* **RAW DATA**:
*** Begin section ***

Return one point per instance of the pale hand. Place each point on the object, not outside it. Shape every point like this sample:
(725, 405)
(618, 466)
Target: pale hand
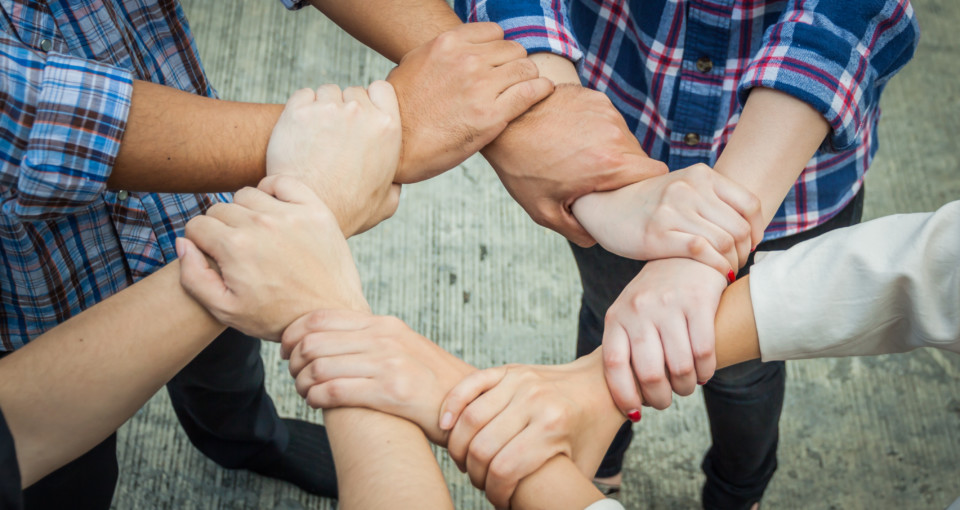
(508, 421)
(571, 144)
(663, 318)
(345, 146)
(350, 359)
(457, 93)
(691, 213)
(280, 254)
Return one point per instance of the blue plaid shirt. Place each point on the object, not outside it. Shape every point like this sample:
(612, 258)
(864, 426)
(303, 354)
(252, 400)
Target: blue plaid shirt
(679, 72)
(66, 71)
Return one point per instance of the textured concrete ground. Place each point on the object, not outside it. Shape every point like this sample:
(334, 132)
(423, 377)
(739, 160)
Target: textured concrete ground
(462, 264)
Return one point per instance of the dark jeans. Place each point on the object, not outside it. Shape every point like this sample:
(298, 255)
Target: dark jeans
(743, 401)
(222, 405)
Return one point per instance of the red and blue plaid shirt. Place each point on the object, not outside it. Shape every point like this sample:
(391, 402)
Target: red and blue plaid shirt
(680, 70)
(66, 71)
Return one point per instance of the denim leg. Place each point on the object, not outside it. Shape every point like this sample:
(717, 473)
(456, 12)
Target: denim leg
(223, 406)
(604, 275)
(743, 403)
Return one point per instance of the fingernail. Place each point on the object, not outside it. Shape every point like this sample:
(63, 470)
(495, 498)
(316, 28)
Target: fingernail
(446, 421)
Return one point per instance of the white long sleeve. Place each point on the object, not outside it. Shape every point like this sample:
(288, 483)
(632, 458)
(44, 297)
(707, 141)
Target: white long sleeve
(888, 285)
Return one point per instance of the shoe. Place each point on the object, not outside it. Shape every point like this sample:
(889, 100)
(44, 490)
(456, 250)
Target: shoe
(307, 461)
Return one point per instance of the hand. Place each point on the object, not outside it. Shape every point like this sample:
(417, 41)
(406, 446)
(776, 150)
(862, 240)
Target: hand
(457, 93)
(278, 259)
(345, 146)
(571, 144)
(511, 420)
(663, 318)
(350, 359)
(691, 213)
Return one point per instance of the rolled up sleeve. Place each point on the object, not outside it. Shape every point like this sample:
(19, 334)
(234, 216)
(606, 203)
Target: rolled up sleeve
(64, 118)
(541, 26)
(836, 56)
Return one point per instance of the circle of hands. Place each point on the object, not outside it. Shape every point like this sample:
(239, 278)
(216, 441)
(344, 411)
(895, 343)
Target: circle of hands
(275, 263)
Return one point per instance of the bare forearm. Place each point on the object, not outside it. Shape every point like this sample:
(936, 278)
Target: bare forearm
(383, 462)
(73, 386)
(776, 136)
(184, 143)
(391, 27)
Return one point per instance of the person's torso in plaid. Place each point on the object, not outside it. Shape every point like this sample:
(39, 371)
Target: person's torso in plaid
(66, 71)
(679, 71)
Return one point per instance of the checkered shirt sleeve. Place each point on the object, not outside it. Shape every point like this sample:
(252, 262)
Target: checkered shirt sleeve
(539, 25)
(835, 56)
(63, 120)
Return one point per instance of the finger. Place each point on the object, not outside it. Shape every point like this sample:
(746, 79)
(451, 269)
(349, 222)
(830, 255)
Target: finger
(473, 418)
(326, 369)
(384, 97)
(322, 320)
(514, 72)
(466, 391)
(700, 323)
(231, 215)
(745, 203)
(329, 93)
(648, 364)
(348, 392)
(682, 244)
(357, 95)
(491, 439)
(318, 345)
(301, 97)
(479, 32)
(618, 371)
(521, 457)
(720, 239)
(518, 98)
(200, 280)
(290, 189)
(208, 234)
(678, 354)
(728, 220)
(256, 200)
(497, 53)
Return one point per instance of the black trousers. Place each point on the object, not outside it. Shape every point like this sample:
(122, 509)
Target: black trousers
(743, 401)
(222, 405)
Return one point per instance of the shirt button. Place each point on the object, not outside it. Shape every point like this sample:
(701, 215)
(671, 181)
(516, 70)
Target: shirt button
(704, 64)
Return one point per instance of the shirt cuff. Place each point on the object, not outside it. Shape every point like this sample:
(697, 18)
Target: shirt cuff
(538, 29)
(81, 115)
(821, 68)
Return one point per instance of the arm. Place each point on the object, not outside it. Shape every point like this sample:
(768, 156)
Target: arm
(141, 337)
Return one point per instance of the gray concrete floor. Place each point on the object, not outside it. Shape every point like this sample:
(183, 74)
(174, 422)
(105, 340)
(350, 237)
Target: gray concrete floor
(462, 264)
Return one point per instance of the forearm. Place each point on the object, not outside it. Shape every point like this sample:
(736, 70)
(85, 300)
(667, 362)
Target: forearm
(184, 143)
(73, 386)
(383, 462)
(776, 136)
(391, 27)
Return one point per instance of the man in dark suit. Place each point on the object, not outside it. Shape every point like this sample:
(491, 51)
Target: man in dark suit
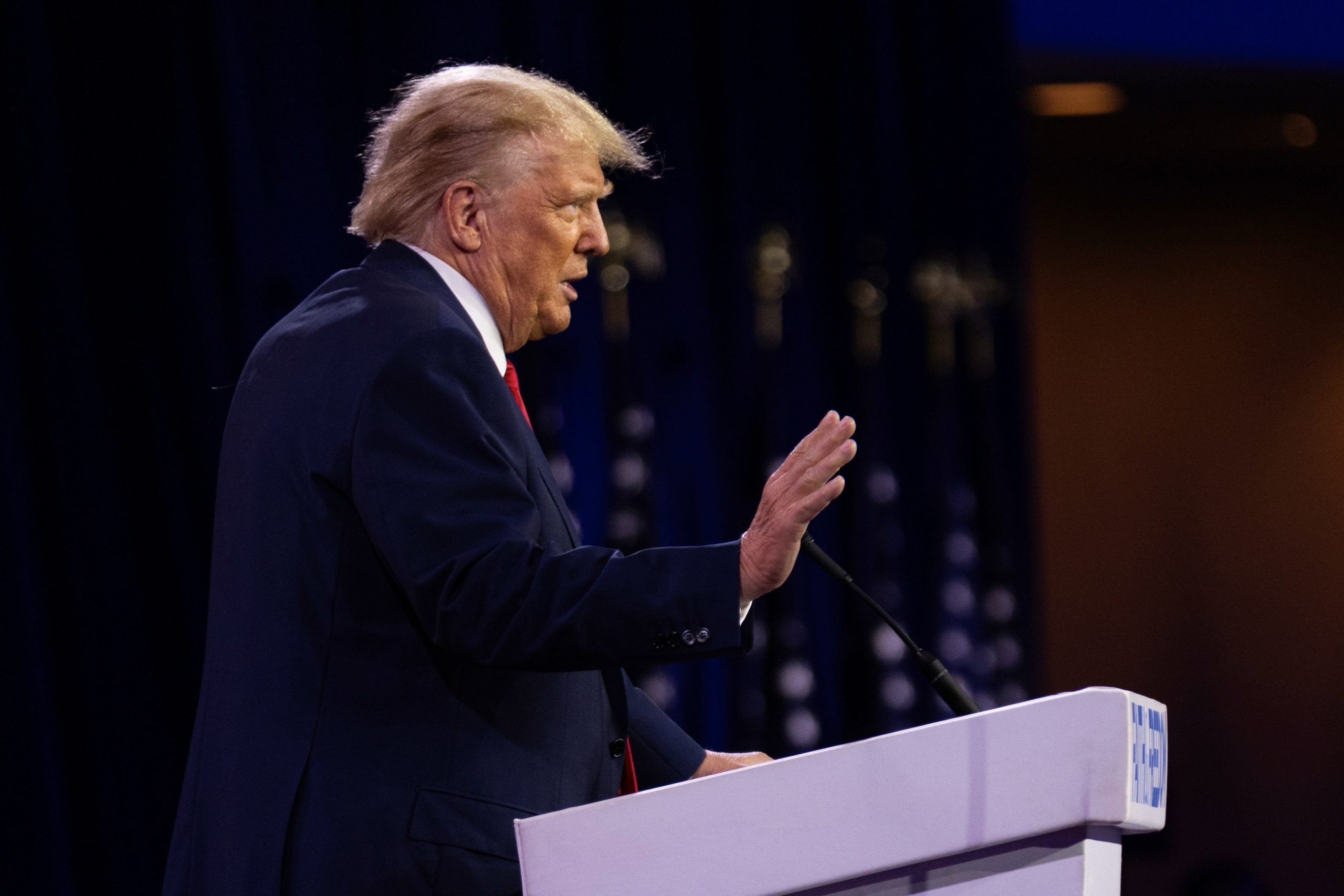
(406, 645)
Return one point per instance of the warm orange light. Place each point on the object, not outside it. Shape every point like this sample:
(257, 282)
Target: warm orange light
(1299, 131)
(1078, 99)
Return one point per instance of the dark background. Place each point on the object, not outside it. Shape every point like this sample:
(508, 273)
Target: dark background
(1148, 498)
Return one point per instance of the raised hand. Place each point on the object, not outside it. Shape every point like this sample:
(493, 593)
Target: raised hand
(793, 495)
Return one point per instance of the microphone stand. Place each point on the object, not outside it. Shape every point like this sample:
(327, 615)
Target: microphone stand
(930, 667)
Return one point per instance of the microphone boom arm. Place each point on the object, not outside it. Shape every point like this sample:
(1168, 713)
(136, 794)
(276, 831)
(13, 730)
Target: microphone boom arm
(930, 667)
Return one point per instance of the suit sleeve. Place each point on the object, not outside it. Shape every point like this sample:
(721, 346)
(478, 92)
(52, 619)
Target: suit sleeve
(459, 532)
(663, 753)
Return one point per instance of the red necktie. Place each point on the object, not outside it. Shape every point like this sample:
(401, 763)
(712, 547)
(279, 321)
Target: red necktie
(628, 784)
(511, 378)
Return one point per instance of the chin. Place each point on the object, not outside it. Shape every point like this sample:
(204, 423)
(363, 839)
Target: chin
(551, 324)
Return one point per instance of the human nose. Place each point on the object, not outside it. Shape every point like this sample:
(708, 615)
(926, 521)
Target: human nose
(594, 241)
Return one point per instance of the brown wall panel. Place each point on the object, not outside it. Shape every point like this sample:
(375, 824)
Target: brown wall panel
(1190, 399)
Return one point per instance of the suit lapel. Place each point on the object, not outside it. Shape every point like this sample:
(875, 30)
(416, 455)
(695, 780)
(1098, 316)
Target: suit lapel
(543, 468)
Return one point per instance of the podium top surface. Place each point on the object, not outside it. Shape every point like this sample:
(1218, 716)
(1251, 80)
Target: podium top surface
(1095, 757)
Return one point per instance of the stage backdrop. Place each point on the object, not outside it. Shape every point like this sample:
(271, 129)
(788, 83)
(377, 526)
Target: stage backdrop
(834, 226)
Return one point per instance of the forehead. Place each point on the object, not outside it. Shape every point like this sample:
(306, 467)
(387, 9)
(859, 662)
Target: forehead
(569, 168)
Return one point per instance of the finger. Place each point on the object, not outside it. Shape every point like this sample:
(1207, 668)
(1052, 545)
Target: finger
(803, 452)
(816, 445)
(820, 473)
(810, 507)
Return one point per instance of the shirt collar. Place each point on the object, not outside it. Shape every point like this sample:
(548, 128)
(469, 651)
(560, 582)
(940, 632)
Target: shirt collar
(472, 303)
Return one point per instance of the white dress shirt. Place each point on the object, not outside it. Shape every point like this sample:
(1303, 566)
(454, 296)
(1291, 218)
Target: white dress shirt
(472, 301)
(476, 308)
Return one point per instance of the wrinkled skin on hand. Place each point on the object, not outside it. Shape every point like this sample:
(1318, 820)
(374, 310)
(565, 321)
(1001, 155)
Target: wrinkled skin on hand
(793, 496)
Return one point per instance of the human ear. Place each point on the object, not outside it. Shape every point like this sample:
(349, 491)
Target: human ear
(463, 215)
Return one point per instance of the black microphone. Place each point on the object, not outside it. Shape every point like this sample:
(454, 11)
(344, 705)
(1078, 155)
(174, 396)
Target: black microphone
(930, 667)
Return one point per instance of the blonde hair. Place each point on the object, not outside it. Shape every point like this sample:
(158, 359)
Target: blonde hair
(464, 123)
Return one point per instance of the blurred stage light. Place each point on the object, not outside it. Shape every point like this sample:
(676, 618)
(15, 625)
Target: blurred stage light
(1078, 99)
(1299, 131)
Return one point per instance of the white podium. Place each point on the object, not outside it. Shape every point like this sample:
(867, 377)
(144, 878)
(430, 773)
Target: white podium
(1027, 800)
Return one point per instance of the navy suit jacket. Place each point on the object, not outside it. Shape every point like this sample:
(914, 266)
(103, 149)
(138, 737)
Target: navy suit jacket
(406, 645)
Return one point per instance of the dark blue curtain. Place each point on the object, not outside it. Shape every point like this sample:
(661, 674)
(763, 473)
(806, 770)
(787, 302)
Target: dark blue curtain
(835, 226)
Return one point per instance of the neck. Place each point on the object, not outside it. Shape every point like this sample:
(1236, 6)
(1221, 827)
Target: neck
(474, 269)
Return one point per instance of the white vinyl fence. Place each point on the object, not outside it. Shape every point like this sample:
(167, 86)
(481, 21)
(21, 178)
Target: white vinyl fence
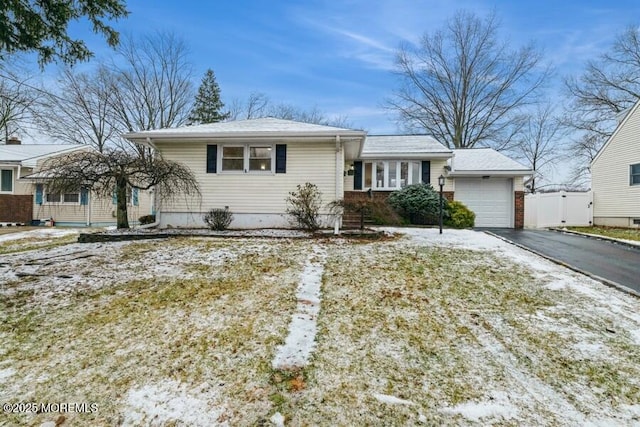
(558, 209)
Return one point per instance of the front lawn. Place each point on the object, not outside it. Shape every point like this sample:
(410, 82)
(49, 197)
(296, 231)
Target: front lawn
(421, 329)
(613, 232)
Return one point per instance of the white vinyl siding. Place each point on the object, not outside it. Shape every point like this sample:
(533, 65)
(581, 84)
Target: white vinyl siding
(255, 193)
(613, 194)
(634, 174)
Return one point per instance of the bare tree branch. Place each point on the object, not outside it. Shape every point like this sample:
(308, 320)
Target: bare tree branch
(118, 171)
(465, 87)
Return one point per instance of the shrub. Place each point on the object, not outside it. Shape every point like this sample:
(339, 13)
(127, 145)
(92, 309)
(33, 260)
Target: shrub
(418, 203)
(459, 216)
(147, 219)
(218, 219)
(304, 206)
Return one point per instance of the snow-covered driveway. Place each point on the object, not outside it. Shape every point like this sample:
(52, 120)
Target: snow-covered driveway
(456, 329)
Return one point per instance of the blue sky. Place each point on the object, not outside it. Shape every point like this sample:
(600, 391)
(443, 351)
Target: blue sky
(338, 55)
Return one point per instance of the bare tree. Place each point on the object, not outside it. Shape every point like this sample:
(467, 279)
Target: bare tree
(81, 112)
(119, 171)
(17, 101)
(254, 107)
(539, 142)
(153, 88)
(601, 95)
(260, 105)
(464, 86)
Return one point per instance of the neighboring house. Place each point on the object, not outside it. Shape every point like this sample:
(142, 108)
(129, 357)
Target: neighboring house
(251, 166)
(615, 175)
(23, 198)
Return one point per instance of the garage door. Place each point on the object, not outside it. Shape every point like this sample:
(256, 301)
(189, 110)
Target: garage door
(491, 199)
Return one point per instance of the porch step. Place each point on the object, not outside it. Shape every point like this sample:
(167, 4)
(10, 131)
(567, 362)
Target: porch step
(352, 220)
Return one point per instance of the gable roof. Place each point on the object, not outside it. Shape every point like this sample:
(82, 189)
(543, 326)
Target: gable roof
(263, 127)
(29, 154)
(403, 146)
(485, 161)
(630, 112)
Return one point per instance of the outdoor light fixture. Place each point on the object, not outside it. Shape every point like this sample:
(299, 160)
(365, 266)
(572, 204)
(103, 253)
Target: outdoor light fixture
(441, 184)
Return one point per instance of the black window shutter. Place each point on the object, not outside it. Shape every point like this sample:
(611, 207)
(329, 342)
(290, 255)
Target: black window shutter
(212, 158)
(357, 175)
(426, 171)
(281, 158)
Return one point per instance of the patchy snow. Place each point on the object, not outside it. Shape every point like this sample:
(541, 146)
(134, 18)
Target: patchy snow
(258, 232)
(40, 233)
(391, 400)
(497, 408)
(6, 373)
(277, 419)
(300, 341)
(170, 403)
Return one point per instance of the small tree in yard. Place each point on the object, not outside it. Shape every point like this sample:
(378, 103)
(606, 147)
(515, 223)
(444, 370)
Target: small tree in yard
(459, 216)
(118, 171)
(419, 203)
(304, 206)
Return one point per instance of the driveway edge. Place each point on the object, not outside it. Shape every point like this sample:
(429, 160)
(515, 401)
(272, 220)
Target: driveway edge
(597, 237)
(600, 279)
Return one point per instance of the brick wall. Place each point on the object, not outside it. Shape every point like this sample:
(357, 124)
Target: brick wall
(16, 208)
(519, 209)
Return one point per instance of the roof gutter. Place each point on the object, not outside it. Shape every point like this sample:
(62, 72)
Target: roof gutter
(475, 173)
(190, 136)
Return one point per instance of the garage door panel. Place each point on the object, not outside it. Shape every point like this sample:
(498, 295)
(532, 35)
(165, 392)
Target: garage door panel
(490, 199)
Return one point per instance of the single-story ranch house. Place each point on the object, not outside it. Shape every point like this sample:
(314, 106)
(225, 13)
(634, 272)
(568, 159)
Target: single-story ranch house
(250, 166)
(24, 200)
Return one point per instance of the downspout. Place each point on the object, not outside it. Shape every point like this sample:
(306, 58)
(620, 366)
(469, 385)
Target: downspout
(154, 207)
(89, 200)
(339, 179)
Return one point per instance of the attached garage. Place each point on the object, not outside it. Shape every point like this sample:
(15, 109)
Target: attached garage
(490, 184)
(491, 199)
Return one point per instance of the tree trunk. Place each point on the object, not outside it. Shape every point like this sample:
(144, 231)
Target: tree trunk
(121, 211)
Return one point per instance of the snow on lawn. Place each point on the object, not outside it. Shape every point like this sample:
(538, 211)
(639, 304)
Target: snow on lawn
(39, 233)
(419, 328)
(300, 342)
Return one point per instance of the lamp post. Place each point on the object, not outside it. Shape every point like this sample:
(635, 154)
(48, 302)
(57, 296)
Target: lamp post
(441, 184)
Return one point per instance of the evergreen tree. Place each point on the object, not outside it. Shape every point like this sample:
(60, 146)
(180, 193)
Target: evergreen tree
(208, 106)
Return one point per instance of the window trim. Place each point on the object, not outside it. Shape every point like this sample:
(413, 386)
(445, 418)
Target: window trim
(633, 175)
(372, 166)
(45, 199)
(13, 187)
(246, 169)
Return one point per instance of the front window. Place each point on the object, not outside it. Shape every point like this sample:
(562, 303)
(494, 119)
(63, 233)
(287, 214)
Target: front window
(391, 175)
(6, 180)
(232, 158)
(260, 159)
(635, 174)
(71, 198)
(247, 158)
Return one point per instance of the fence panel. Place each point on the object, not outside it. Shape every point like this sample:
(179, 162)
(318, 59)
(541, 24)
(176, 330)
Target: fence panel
(558, 209)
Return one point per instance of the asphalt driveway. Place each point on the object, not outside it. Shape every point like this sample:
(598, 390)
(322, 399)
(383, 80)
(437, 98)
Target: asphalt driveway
(612, 261)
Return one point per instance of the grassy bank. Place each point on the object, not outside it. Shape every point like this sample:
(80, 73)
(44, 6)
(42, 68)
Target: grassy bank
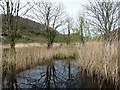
(98, 61)
(95, 59)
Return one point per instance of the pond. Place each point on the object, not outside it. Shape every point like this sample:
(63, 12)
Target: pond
(55, 74)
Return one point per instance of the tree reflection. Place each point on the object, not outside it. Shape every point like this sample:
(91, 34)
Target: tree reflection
(54, 75)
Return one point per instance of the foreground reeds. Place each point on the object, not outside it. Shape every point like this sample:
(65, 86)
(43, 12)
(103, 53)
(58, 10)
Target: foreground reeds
(31, 56)
(99, 60)
(96, 59)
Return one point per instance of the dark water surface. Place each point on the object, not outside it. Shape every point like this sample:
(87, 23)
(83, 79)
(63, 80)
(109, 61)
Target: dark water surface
(55, 74)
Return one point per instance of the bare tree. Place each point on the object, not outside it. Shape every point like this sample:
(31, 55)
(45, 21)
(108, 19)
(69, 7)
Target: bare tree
(10, 11)
(80, 28)
(69, 28)
(51, 15)
(103, 16)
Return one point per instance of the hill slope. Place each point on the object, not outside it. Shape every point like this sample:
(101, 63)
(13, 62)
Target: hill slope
(30, 31)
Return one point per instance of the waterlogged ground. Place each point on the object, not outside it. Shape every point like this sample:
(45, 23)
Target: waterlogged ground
(57, 74)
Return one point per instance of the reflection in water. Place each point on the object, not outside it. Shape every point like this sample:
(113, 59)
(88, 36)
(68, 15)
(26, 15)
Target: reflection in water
(56, 75)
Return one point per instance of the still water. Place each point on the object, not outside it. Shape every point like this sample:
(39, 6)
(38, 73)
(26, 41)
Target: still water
(55, 74)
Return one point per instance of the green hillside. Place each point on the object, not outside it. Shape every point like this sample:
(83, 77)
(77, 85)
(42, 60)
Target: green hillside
(31, 31)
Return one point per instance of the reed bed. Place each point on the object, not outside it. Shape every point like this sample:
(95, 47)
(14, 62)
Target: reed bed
(97, 58)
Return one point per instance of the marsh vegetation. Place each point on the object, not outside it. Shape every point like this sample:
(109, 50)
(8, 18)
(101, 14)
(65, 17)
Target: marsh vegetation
(36, 55)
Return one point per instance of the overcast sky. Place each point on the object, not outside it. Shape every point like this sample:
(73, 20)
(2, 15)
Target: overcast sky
(72, 7)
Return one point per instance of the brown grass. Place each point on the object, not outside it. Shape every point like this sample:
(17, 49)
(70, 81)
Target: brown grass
(97, 58)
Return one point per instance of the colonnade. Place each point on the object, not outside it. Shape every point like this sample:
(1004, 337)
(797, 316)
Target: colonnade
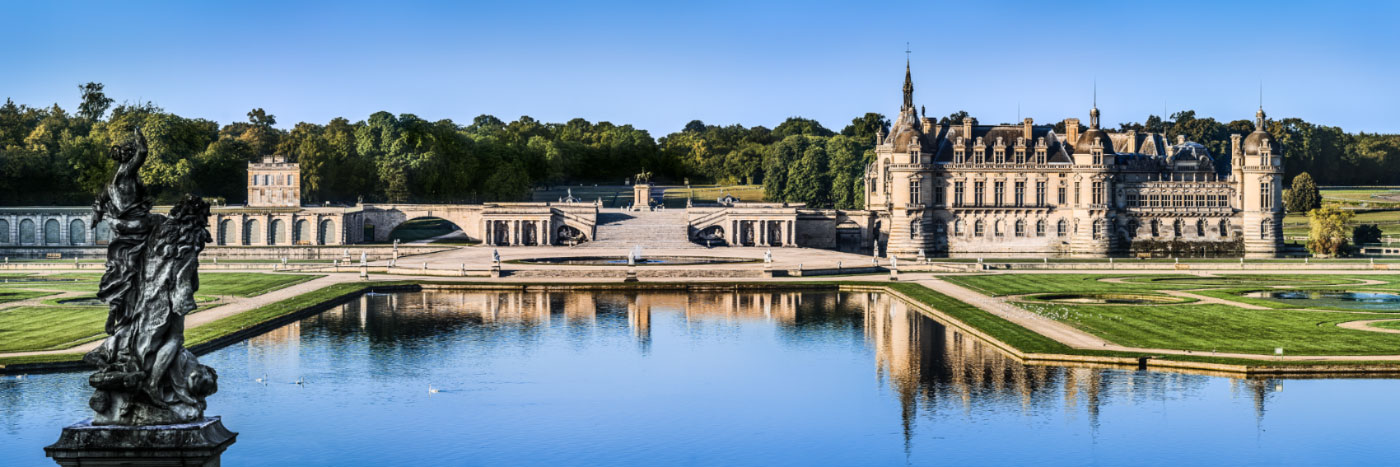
(763, 232)
(518, 232)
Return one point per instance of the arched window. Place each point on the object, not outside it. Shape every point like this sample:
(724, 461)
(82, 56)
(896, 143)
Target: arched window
(251, 232)
(51, 232)
(102, 234)
(224, 227)
(303, 234)
(77, 232)
(277, 232)
(326, 234)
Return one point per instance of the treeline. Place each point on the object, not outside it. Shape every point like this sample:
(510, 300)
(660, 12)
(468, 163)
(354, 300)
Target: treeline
(1329, 154)
(52, 157)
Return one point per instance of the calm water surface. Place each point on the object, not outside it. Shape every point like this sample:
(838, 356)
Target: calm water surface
(821, 378)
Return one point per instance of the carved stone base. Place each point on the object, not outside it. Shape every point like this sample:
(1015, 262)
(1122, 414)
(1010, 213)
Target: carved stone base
(196, 443)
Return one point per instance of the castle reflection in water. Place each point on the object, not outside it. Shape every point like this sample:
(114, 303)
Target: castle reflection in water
(927, 365)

*** End section ***

* **PROBLEM**:
Once the line with "(1122, 414)" has been found in the records above, retype it and every line after it exactly, and include nothing else.

* **RESULT OF THIS TASK**:
(1122, 414)
(1010, 213)
Target: carved stone base
(196, 443)
Return one point per instance of the castle reflection in water. Place each point on the object, not outside it. Shape every point like this sample:
(114, 303)
Target: castle reflection in water
(927, 365)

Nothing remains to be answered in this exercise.